**Consigne de travail:** Dans l’extrait ci-dessous sur le maintien de la paix et la protection des civils, recopiez mot pour mot le passage allant de « Photo : ONU/Hervé » à « en République centrafricaine. ».

Photo : ONU/Hervé Serefio
La protection des civils est un mandat essentiel pour de nombreuses opérations de maintien de la paix des Nations Unies, notamment en République centrafricaine.

Le maintien de la paix, outil de protection des civils dans les zones de conflit

Devant le Conseil de sécurité, le chef de l’ONU a souligné que les opérations de maintien de la paix des Nations Unies sont « l’un des moyens les plus efficaces » de protéger les civils dans les zones de conflit du monde entier.

« Nos Casques bleus aident désormais les autorités nationales à lutter contre la pandémie, en protégeant le personnel de santé et les travailleurs humanitaires et en facilitant l’accès aux dispositifs d’aide et de protection », a ainsi rappelé M. Guterres.

Le Secrétaire général a ainsi cité en exemple le travail de la Mission des Nations Unies en République démocratique du Congo (MONUSCO) qui a contribué au succès de la lutte contre l’épidémie d’Ebola dans l’est de la RDC. Il a également mentionné les efforts de la MINUSCA en République centrafricaine (RCA) et de la MINUSMA au Mali - deux opérations de paix onusiennes qui collaborent avec les autorités nationales pour endiguer la propagation du coronavirus tout en s’acquittant de leurs mandats de protection des civils.

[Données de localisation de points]

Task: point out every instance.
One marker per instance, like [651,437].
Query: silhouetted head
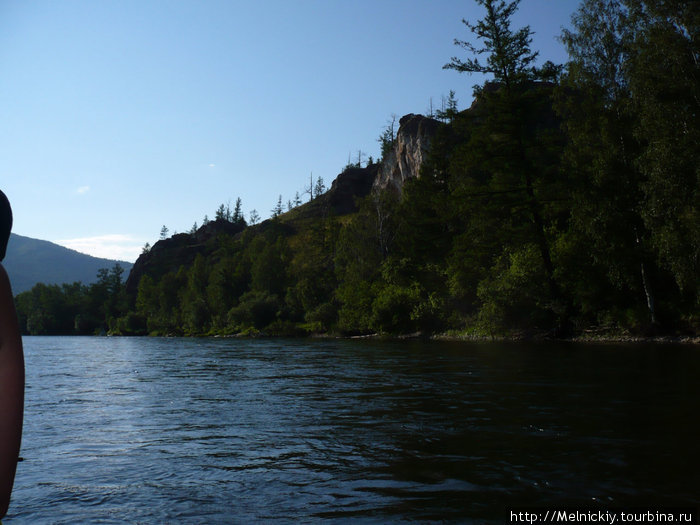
[5,223]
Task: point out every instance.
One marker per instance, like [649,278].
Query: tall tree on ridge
[506,169]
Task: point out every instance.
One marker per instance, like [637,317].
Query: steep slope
[31,261]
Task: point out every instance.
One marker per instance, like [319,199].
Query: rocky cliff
[411,147]
[179,250]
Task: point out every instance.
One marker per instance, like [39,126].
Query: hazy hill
[31,261]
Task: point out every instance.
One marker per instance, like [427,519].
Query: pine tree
[278,209]
[505,169]
[602,150]
[320,187]
[509,55]
[238,212]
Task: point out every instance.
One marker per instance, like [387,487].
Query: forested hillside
[564,200]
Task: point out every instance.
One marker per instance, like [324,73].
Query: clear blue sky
[120,116]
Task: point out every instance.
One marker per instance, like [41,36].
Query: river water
[148,430]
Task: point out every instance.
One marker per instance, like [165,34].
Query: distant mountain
[31,261]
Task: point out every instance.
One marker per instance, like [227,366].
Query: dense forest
[564,200]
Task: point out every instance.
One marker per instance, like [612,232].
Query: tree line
[564,200]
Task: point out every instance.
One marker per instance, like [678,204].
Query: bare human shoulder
[11,391]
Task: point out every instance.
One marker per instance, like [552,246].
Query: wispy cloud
[113,246]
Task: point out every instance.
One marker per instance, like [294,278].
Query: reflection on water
[137,430]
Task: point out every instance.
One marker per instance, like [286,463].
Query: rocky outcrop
[349,186]
[411,147]
[179,250]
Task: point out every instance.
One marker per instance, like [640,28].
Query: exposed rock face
[179,250]
[352,184]
[410,150]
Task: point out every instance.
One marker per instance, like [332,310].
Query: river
[149,430]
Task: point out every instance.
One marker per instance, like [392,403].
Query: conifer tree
[505,169]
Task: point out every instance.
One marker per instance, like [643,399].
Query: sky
[118,117]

**Corrigé:**
Photo : ONU/Hervé Serefio
La protection des civils est un mandat essentiel pour de nombreuses opérations de maintien de la paix des Nations Unies, notamment en République centrafricaine.